- **Source text**:
=-=-=-=-=

[druid-user] Re: Retriving large results from durid throws error

This may be useful for you:

You may need to increase the query timeout periods in your config.

That said, I’d (personally) like to know more about the use case, as any query that takes… well… longer than 5 seconds would make me think about using a different database anyway. Especially SELECT *…

Hi Peter,

We have the below business use case.

We have a pre-computed flat table with 100+columns (2TB size) in SnowFlake having the transaction activity of various customers.

Users want to query this table with various filters ( customer id, transaction age, created date, department ),
The resulting data will be in 0.5 -1 million records ( avg ), Users will feed this csv data into their machines and proceed with analytics.

We experience query requests of 100k/day on this table.

While SnowFlake perfectly handles the requests, the computation cost is bursting up each month. So to avoid that, we thought of pushing this data to Druid and make users query from there.

The Ingestion was perfectly fine. Querying data upto 0.1 to 0.3 million records hold good. Even if I keep the timeout as a parameter, it pulls partial results . I see this is a druid bug .
https://github.com/apache/druid/issues/11422

Please help us how we can configure druid for our business case. We went through the below configuration, but it did not help. We still face the same Issue.

There’s an awesome video from @Gian_Merlino2 who talks about query execution in Druid – I think if you google the “beyond the basics” talk from Virtual Druid summit you will find it…

Querying with filters: make sure that you have indexes on your columns properly. And if there are columns that someone will always use, or will use a lot, make sure that you have got the dimension order correct (most popular first) and that you have considered using the right sub-partitioning scheme.

=-=-=-=-=

- **Problem 1**:
Answer these questions using the Druid forum thread:
(a) How large is the pre-computed flat table in SnowFlake?
(b) How many query requests per day does the table get?
(c) In what order should the dimensions be placed?
- **Problem 2**: Carry on writing the Druid forum thread, starting right after its last sentence.
The data that comes after this thread is separate material and has nothing to do with it.

- **Dataset content**:
=-=-=-=-=

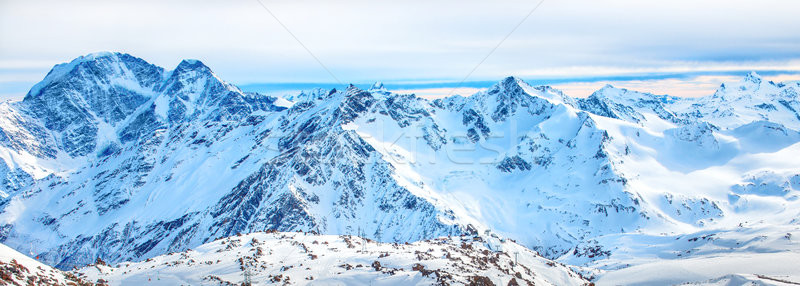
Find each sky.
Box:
[0,0,800,99]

=-=-=-=-=

- **Exercise answer 1**:
(a) It has 100+ columns and is 2TB in size.
(b) 100k per day.
(c) Most popular first.

- **Exercise answer 2**:
Querying note: I didn’t see “time period” in your query. Time is central to Druid. Not just a timestamp at ingestion time (which does the primary partitioning) but also at query time. The length of time that you pull out in queries is directly proportional to the number of segments that Druid must pull out and process. Thus, if you don’t have enough cores for Druid to run through each segment in parallel in a time that suits your performance goals, you will not meet them.

Result set size: Druid is a pyramid. Think map-reduce. The angle of those pyramid walls is REALLY important in Druid. If you query 1m records and want to get 1m records back, you are not playing by Druid’s rules. But if you query 1m records and GROUP BY and you get 10 records back, ORDERed and LIMITed, using Data Sketches for high-cardinality data — all those kinds of tricks - you are well on the road to success.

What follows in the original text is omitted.